#### Exercise task
Rewrite the data below, changing each "place a dot" to "put a point" and keeping every other character the same.
*** Input rows ***
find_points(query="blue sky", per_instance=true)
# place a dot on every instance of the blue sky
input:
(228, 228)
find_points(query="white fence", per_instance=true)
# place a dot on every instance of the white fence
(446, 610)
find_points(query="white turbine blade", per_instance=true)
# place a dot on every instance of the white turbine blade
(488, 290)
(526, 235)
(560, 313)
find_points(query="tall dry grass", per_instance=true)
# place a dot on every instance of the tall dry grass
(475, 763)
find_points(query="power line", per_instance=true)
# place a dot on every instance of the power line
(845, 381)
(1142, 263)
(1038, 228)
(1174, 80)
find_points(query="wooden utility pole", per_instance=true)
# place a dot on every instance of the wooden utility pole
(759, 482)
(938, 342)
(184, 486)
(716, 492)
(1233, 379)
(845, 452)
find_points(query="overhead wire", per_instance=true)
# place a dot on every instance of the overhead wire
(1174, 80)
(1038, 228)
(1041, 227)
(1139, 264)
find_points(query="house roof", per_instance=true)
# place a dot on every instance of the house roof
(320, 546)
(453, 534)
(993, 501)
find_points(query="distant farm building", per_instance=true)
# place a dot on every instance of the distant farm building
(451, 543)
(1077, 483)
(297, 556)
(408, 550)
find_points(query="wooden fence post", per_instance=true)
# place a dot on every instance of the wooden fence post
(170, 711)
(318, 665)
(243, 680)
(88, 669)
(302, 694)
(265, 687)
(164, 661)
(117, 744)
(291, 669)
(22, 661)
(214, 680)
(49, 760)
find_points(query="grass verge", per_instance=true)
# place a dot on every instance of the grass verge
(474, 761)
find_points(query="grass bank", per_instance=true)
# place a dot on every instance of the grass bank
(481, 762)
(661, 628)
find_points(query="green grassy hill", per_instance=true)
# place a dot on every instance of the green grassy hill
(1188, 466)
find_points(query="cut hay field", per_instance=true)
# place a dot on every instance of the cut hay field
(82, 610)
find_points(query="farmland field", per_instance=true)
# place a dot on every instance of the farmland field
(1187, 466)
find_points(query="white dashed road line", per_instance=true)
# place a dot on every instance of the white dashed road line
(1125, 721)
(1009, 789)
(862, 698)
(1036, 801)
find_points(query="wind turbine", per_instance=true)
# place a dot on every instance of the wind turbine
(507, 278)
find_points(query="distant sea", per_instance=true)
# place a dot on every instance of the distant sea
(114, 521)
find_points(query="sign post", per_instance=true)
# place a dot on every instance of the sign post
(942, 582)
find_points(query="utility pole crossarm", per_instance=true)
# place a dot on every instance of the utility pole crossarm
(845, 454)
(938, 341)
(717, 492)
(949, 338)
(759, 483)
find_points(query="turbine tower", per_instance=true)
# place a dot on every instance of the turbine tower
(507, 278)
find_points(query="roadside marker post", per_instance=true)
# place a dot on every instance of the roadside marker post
***
#### Result of the exercise
find_points(query="blue sky", per_instance=true)
# put a point on every instance of the blue sky
input:
(228, 228)
find_points(query="white fence", per_instance=true)
# put a point on every instance of the white fence
(446, 610)
find_points(query="white turbine blade", per_instance=true)
# put a point on every instance of the white turbine blade
(488, 290)
(526, 235)
(560, 313)
find_points(query="tall dry grass", per_instance=true)
# put a point on every instance of the tall dry grass
(475, 763)
find_points(query="power line", per_instance=true)
# put a point on every instance of the power line
(845, 381)
(1142, 263)
(1038, 228)
(1174, 80)
find_points(query="wooden utility pole", per_instance=true)
# put a point on every instance of the wooden utility pole
(759, 482)
(938, 342)
(184, 486)
(716, 492)
(1233, 379)
(845, 452)
find_points(query="overhead wire", per_instance=true)
# put a point on every instance of the overhead wire
(1174, 80)
(1038, 228)
(1041, 227)
(1139, 264)
find_points(query="house roof", per_instance=true)
# put a point on every instance of the house roof
(320, 546)
(453, 534)
(993, 501)
find_points(query="distant farm building", per_instance=true)
# put a point on every instance of the distant farm building
(451, 543)
(1077, 483)
(297, 556)
(408, 550)
find_points(query="wooden fence post", per_instance=true)
# put a point on every instance of the wooden fence post
(170, 711)
(318, 665)
(243, 680)
(88, 669)
(302, 694)
(265, 687)
(164, 661)
(117, 744)
(291, 669)
(22, 661)
(214, 680)
(49, 760)
find_points(query="grass verge", per_instance=true)
# put a point on every instance of the grass verge
(474, 761)
find_points(query="grass bank", per_instance=true)
# put a point on every instance of the grass bank
(481, 762)
(661, 628)
find_points(query="green grassy hill", per_instance=true)
# put a point on every instance of the green grassy hill
(1188, 466)
find_points(query="cut hay field", per_instance=true)
# put a point on every instance of the cut hay field
(82, 610)
find_points(query="farmland field", per_instance=true)
# put a point on every instance of the farmland field
(1187, 466)
find_points(query="white dashed road line", per_instance=true)
# put a point on every instance of the white dashed road line
(1125, 721)
(1009, 789)
(862, 698)
(1036, 801)
find_points(query="wind turbine", per_instance=true)
# put a point on every instance of the wind turbine
(507, 278)
find_points(query="distant sea", per_instance=true)
# put a point on every instance of the distant sea
(114, 521)
find_points(query="sign post", per_instance=true)
# put a point on every instance of the sign post
(942, 582)
find_points(query="utility pole crossarm", per_instance=true)
# put a point on every instance of the utility pole crossarm
(845, 454)
(938, 341)
(717, 492)
(949, 338)
(759, 483)
find_points(query="turbine tower", per_instance=true)
# put a point on every instance of the turbine tower
(507, 278)
find_points(query="roadside marker post", per_instance=true)
# put a point on every instance of the roadside marker post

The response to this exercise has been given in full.